## Required work
Copy out each line of the listing that has the word "player" in it.

## Data provided
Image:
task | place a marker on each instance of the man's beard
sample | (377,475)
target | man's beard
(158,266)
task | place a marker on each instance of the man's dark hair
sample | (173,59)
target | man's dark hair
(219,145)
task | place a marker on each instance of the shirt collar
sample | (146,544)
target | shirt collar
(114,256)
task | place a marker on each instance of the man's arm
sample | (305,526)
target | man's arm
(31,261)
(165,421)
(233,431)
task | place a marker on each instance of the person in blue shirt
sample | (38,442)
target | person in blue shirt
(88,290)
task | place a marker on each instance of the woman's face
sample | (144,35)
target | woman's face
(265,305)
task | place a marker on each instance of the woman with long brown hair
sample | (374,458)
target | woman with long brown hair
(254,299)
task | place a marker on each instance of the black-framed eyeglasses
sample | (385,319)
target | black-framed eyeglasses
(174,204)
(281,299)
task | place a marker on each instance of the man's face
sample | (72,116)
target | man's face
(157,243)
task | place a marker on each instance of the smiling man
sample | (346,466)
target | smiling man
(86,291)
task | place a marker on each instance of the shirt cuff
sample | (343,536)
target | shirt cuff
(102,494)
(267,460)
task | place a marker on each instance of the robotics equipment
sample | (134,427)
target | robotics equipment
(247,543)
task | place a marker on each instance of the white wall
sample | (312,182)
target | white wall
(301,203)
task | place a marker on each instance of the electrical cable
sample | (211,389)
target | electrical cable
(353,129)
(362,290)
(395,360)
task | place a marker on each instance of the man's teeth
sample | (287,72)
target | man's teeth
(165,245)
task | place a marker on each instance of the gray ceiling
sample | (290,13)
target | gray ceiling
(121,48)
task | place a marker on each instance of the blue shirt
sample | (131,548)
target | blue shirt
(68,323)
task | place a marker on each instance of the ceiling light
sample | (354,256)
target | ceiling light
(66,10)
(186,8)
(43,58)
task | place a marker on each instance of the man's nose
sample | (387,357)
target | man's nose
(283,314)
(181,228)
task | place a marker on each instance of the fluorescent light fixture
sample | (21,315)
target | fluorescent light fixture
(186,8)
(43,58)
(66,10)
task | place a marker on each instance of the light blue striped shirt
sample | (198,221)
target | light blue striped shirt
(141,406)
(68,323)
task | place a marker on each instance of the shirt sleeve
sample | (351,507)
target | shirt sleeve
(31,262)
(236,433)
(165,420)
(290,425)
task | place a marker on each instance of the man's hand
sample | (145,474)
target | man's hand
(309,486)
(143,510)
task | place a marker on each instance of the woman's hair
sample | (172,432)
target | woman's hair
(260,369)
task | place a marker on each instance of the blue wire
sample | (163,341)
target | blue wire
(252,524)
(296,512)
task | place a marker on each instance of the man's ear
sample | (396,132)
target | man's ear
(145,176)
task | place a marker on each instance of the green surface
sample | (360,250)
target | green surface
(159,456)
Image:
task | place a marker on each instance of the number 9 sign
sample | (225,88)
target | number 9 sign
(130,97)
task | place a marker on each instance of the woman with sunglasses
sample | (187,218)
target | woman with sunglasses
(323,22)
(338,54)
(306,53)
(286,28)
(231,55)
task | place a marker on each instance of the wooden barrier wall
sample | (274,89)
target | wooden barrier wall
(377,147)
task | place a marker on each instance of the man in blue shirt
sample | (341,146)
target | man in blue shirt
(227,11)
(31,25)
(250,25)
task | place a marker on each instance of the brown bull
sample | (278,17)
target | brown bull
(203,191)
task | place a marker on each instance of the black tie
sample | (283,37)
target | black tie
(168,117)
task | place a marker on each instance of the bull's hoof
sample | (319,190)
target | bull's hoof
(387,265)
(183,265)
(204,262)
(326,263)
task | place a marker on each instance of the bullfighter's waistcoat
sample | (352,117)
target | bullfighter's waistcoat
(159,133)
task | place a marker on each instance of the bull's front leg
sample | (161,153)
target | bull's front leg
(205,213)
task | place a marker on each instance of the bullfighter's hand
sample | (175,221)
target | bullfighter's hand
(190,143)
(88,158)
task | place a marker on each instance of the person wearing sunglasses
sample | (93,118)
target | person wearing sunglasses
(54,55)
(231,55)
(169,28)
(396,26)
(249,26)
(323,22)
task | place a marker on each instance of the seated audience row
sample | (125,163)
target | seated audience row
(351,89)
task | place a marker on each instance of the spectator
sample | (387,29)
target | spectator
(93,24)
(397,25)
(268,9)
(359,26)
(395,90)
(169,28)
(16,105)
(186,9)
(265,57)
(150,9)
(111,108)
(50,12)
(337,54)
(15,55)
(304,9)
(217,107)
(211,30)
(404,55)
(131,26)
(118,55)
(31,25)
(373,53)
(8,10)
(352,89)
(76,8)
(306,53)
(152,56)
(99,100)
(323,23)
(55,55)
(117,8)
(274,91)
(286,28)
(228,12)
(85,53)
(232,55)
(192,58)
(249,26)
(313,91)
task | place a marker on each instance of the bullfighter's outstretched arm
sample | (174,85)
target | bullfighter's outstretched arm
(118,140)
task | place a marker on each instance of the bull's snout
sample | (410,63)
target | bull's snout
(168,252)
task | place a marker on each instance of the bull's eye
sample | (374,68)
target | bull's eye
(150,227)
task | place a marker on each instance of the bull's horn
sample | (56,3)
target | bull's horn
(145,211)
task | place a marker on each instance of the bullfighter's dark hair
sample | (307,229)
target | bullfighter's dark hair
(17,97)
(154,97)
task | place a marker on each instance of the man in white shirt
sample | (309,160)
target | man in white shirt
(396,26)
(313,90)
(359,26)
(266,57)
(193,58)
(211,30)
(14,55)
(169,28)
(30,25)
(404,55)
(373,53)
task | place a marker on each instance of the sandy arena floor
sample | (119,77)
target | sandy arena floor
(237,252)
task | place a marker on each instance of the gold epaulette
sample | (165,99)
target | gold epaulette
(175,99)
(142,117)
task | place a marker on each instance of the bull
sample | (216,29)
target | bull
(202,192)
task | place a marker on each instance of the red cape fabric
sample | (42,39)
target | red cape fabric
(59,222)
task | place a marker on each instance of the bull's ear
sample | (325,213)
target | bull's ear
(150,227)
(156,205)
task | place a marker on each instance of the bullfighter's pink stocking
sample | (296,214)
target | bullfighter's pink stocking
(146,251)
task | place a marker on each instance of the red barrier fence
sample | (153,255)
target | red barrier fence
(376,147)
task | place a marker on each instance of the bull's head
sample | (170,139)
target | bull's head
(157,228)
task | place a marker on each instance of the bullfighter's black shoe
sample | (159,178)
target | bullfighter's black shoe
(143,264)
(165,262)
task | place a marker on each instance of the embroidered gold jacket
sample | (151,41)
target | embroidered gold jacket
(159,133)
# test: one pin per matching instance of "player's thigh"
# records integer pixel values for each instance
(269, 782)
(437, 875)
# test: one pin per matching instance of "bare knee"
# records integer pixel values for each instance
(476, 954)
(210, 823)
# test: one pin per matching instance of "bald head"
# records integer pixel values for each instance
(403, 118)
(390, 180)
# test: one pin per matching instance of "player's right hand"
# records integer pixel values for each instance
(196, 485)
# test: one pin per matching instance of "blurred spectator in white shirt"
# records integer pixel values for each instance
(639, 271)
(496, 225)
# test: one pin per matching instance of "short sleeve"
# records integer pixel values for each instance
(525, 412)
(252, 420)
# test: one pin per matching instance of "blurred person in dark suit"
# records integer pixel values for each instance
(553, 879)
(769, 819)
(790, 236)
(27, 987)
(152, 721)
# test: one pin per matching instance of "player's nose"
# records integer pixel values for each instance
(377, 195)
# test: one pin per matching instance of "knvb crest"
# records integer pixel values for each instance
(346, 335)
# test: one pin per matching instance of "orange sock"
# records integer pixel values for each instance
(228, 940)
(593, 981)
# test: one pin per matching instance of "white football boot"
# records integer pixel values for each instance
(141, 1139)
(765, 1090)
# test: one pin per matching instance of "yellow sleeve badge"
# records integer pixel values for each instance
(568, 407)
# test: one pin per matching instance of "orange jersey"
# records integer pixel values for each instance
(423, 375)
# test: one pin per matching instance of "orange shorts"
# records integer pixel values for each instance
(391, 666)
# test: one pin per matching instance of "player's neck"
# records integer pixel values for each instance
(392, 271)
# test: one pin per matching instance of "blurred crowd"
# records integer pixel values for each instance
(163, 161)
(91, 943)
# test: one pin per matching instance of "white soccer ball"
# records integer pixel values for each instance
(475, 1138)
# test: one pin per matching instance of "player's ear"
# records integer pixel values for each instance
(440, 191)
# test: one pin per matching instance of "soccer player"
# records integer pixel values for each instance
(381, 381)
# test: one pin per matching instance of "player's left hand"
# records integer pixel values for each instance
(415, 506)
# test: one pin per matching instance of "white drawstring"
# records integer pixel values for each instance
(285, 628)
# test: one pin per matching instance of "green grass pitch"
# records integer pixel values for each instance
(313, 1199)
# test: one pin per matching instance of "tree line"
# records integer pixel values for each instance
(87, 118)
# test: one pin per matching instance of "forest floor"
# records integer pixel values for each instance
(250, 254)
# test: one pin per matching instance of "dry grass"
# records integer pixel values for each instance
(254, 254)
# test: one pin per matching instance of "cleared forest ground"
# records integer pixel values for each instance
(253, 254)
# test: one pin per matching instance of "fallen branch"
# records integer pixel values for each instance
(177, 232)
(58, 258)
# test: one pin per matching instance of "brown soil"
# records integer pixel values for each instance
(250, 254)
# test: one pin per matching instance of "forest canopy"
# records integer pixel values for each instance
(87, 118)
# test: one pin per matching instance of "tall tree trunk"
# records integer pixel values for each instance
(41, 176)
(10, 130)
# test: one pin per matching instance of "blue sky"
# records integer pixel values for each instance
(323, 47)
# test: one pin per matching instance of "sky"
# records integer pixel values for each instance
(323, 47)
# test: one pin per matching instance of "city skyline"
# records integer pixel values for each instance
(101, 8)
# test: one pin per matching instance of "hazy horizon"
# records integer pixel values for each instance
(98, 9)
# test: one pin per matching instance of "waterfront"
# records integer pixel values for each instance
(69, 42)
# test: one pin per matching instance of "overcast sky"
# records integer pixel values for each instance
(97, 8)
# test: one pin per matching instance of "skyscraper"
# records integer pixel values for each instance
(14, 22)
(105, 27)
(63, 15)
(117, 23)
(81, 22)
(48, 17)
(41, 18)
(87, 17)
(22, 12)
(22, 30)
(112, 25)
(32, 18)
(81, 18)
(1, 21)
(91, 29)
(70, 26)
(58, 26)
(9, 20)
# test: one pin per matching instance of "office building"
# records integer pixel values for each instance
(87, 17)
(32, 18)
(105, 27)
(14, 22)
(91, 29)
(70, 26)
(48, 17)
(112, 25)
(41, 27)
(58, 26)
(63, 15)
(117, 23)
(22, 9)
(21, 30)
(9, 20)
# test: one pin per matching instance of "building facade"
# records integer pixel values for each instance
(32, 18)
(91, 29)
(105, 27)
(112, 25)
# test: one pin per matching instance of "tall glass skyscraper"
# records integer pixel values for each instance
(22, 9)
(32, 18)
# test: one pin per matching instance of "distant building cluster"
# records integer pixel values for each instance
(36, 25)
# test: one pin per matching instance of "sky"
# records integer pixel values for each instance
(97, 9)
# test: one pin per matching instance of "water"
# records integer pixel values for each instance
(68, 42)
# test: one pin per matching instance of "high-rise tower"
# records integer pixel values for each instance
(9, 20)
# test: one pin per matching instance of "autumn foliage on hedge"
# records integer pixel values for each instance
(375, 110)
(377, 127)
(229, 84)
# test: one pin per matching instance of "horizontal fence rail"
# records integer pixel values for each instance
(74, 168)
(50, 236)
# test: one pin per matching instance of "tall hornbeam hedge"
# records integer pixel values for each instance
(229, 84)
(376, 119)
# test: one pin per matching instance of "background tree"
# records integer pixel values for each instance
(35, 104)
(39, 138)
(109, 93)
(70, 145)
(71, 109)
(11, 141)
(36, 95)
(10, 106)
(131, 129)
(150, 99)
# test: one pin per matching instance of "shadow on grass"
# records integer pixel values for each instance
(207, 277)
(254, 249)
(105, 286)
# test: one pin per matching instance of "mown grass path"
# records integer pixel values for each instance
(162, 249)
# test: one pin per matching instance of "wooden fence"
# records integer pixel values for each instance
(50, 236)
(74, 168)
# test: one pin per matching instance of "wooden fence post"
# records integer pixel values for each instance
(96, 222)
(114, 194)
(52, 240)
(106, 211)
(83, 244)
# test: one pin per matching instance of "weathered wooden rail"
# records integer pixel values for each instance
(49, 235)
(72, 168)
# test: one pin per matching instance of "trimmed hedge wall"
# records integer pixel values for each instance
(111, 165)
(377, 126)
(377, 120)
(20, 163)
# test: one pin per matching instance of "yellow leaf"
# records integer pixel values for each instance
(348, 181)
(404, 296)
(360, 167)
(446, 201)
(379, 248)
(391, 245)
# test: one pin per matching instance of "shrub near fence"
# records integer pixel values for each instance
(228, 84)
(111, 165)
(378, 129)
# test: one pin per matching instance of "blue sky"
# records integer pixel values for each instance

## Worked solution
# test: one pin per matching instance of "player's thigh"
# test: one pin per matching instance of "player's right hand"
# test: one pin per matching instance of "player's nose"
# test: one pin per matching instance of "player's neck"
# test: one pin per matching instance of "player's ear"
# test: one pin per matching instance of "soccer player"
# test: one pin per matching instance of "player's left hand"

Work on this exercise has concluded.